Reading passage:

Yet quitting is notoriously difficult. Smoking tobacco is an addictive habit that the UK Royal College of Physicians has likened to heroin and cocaine addiction.

But this doesn’t mean there is nothing we can do. The evidence suggests that increases in tobacco taxation are the most effective means of reducing tobacco use. These taxes, recommended by the World Health Organisation and the World Bank, increase the price of tobacco products in shops, reducing their affordability – a situation which encourages smokers to quit, and deters others from starting in the first place.

Taxation is particularly important because lower income smokers are less likely to respond to many other anti-tobacco campaigns and regulations intended to encourage quitting. Yet such smokers, including many young people, are the most sensitive to price increases.

If addiction alone wasn’t enough, an added challenge for kicking the habit is that tobacco companies simply don’t want smokers to quit. They don’t want to lose their customers and the substantial profits they provide.

It is therefore unsurprising that the tobacco industry has a well documented history of undermining regulations that seek to control the use and sale of tobacco for the benefit of public health. For instance, the largest tobacco companies have continued to market cigarettes to children across the globe despite claiming not to do so, and often in places where advertising is banned. In the UK, where tobacco advertising is banned, Philip Morris International has effectively circumvented the ban with its recently launched “stop smoking” campaign which actually still promotes its tobacco products.

Paying a heavy price

While many of these tactics are obvious, some are harder to detect. Our latest research exposes another – how the tobacco industry’s pricing tactics in the UK minimise the intended public health impact of tobacco tax increases.

Tobacco companies offer a range of cheaper products to help keep people smoking (and entice new consumers to start) while also offering a suite of higher priced brands to really cash in on those unable or unwilling to quit.

Given records:
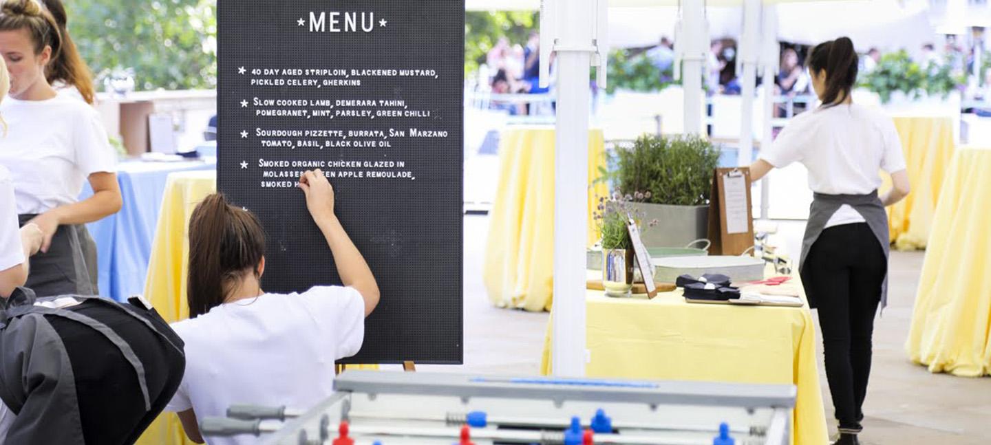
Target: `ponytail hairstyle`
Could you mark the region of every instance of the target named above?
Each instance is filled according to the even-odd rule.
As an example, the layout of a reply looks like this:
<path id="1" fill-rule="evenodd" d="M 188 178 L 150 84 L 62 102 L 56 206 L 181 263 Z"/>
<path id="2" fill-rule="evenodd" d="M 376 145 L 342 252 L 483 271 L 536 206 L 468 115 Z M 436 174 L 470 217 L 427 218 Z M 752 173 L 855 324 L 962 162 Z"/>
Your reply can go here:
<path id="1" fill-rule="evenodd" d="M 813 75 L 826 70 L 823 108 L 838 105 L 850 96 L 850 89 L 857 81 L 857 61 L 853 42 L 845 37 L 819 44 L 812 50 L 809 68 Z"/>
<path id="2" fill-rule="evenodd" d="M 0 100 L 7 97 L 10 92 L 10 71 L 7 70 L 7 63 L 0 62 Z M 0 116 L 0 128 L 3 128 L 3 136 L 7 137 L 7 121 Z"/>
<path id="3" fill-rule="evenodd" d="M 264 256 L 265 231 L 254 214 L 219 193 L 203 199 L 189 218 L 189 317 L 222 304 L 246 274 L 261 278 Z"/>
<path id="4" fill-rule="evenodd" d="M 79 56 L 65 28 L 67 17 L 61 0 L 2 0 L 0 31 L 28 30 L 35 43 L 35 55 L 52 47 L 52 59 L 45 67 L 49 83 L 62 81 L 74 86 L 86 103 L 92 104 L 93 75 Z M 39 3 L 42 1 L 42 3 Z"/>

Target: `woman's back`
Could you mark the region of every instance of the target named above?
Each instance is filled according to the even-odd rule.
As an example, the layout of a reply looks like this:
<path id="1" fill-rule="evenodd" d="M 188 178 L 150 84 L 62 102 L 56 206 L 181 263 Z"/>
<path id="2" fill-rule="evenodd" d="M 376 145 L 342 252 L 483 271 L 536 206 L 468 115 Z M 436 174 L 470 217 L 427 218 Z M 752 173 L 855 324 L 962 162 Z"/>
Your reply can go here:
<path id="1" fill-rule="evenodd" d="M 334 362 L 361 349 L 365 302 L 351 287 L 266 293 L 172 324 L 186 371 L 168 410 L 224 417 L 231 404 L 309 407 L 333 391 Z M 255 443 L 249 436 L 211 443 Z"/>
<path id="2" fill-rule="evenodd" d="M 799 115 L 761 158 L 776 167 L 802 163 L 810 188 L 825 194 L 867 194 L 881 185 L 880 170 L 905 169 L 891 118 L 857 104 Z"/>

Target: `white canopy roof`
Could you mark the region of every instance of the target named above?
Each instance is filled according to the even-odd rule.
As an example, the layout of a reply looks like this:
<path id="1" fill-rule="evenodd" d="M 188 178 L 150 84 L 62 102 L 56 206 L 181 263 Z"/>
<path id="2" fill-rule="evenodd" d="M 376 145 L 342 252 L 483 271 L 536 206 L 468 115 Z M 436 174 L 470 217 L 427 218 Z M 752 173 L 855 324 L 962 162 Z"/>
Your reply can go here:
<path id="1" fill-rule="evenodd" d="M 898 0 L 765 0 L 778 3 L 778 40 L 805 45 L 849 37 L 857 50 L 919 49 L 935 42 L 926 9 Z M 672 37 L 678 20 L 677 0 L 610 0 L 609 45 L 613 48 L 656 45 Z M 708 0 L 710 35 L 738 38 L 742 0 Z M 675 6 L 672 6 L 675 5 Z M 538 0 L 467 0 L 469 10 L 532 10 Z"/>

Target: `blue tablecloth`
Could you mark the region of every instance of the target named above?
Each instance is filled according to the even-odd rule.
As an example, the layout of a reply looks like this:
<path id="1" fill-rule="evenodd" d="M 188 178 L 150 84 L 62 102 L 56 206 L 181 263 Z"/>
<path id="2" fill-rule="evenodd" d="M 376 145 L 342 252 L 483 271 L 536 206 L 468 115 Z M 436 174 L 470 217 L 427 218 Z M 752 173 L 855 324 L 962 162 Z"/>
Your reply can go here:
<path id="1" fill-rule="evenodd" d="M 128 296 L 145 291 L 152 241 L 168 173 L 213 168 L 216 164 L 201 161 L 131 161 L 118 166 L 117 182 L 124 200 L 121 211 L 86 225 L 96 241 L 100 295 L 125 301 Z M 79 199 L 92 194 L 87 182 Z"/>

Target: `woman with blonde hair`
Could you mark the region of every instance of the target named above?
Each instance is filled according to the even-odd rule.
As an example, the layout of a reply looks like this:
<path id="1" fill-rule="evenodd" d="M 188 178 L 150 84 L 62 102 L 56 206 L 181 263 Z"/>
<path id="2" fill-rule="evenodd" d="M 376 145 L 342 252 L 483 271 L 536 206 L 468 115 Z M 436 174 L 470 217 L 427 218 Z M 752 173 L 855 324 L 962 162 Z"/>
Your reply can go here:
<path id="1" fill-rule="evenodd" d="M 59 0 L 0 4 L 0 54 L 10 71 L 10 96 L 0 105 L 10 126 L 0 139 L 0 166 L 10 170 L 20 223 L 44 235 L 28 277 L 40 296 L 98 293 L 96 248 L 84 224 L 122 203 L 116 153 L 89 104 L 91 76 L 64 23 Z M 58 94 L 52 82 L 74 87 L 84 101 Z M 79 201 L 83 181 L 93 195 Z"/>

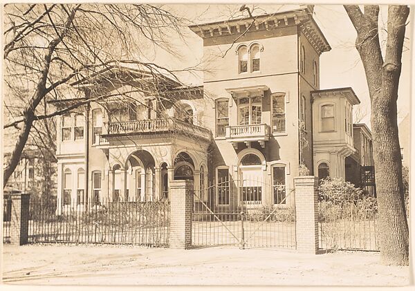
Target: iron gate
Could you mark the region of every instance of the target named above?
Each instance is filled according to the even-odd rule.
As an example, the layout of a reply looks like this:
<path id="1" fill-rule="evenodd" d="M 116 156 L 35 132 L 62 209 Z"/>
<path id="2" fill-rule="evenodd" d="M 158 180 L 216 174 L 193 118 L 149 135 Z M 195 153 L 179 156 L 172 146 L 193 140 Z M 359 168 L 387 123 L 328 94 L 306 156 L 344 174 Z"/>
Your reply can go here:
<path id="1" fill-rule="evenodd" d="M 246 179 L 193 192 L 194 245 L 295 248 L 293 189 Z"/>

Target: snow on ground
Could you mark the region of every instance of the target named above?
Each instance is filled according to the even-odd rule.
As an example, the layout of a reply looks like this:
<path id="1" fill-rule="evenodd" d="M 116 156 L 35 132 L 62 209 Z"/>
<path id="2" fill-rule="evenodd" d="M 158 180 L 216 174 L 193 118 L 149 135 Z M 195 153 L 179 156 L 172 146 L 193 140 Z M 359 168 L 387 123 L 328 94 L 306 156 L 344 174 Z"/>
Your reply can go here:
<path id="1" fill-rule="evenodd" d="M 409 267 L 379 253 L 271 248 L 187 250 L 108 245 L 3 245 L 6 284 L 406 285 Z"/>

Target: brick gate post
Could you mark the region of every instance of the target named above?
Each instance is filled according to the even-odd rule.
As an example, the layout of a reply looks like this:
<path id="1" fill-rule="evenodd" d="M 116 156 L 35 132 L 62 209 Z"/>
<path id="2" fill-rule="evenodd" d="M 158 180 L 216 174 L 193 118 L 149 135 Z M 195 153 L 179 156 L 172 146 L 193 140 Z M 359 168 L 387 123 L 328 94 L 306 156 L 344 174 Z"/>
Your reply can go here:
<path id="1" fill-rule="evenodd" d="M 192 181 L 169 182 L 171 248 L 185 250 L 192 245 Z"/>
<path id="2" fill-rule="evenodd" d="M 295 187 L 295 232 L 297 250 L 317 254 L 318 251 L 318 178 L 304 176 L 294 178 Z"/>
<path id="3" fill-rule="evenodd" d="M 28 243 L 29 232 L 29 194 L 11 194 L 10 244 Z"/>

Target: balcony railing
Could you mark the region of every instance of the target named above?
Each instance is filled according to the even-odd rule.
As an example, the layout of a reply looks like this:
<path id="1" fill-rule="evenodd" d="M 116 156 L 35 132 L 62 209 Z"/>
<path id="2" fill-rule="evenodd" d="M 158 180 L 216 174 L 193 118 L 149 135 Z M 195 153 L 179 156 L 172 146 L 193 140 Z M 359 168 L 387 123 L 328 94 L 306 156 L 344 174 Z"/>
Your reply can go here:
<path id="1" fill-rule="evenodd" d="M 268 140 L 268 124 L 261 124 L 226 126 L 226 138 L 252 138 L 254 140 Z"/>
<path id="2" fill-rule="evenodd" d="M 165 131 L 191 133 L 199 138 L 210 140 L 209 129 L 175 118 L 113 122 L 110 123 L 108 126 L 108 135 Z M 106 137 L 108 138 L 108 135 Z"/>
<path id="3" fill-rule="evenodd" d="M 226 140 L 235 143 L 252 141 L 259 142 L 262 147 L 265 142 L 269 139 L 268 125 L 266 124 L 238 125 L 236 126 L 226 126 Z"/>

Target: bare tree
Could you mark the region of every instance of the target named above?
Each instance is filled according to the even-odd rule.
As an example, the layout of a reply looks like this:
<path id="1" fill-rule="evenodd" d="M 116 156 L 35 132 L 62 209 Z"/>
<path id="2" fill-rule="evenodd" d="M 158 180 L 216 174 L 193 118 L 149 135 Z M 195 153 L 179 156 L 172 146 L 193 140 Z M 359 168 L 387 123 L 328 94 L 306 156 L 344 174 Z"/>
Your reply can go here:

Instruction 1: In the tobacco tax passage, which two organizations recommend tobacco taxes?
Instruction 2: For each statement below, say whether it agrees with the tobacco tax passage: (a) Lower income smokers are the most responsive to price increases. (b) Tobacco advertising is allowed in the UK. (c) Tobacco companies sell only cheaper products. Support each answer with the deciding words from the passage, quoted exactly.
Instruction 3: Extend the tobacco tax passage past its final sentence.

Exercise output 1: The World Health Organisation and the World Bank.

Exercise output 2:
(a) Yes: "such smokers, including many young people, are the most sensitive to price increases."
(b) No: "In the UK, where tobacco advertising is banned."
(c) No: "while also offering a suite of higher priced brands to really cash in on those unable or unwilling to quit."

Exercise output 3:
When tobacco taxes are increased, they play with their pricing to undermine the impacts of the tax increases on smoking. They absorb the tax increases, particularly on the cheapest brands, delaying and staggering the intended tobacco price rises. In this way, price increases are applied gradually to their portfolio of brands to ensure smokers never face a sudden quit-inducing price jump when the government increases taxes.

Further tactics adopted by the industry include shrinkflation – cutting the number of cigarettes in a pack to disguise price rises and prevent the cost of a packet of tobacco being tipped over certain psychological levels.

Reducing the number of cigarettes in a pack from 20 to 19, 18 or even 17, while keeping the price stable means the higher cost per cigarette isn’t immediately obvious to most smokers – and the producer can make greater profits.

The industry also used price marked packaging to limit the ability of retailers to increase their small markup on tobacco sales as a further way of keeping tobacco cheap. Sales of 10-cigarette packs increased and very small packs of loose tobacco (10g or less) were introduced. These small packets appeal to the most price sensitive smokers as they cost less to buy.

Such tactics and small packs have recently been banned in the UK with the introduction of standardised packaging (where tobacco has to be sold in a standardised format with drab packaging) but are still available elsewhere. The UK has also introduced a new minimum excise tax which puts the average price at over £10 for a packet of 20 cigarettes stopping the sale of ultra-cheap mainstream tobacco products.

Ultimately the tobacco industry wouldn’t be manipulating price if it wasn’t so effective in ensuring young people take up smoking and in preventing existing smokers from quitting. So what more can we do?

Stubbing it out

Further restricting industry use of pricing tactics would be a good option. Companies could be limited in the number of brands and brands variants they sell to cut down on the range of prices on offer, and in the number of times they can change prices in order to remove their ability to smooth prices and directly undermine the public health benefits of tax increases.

There is even a case for directly regulating tobacco prices in the same way that prices for public utility services, such as water and electricity are often determined by independent government agencies. Public utilities are important services, which is why the government looks to protect the public from company pricing choices – but then tobacco is a very addictive and deadly product where price matters too.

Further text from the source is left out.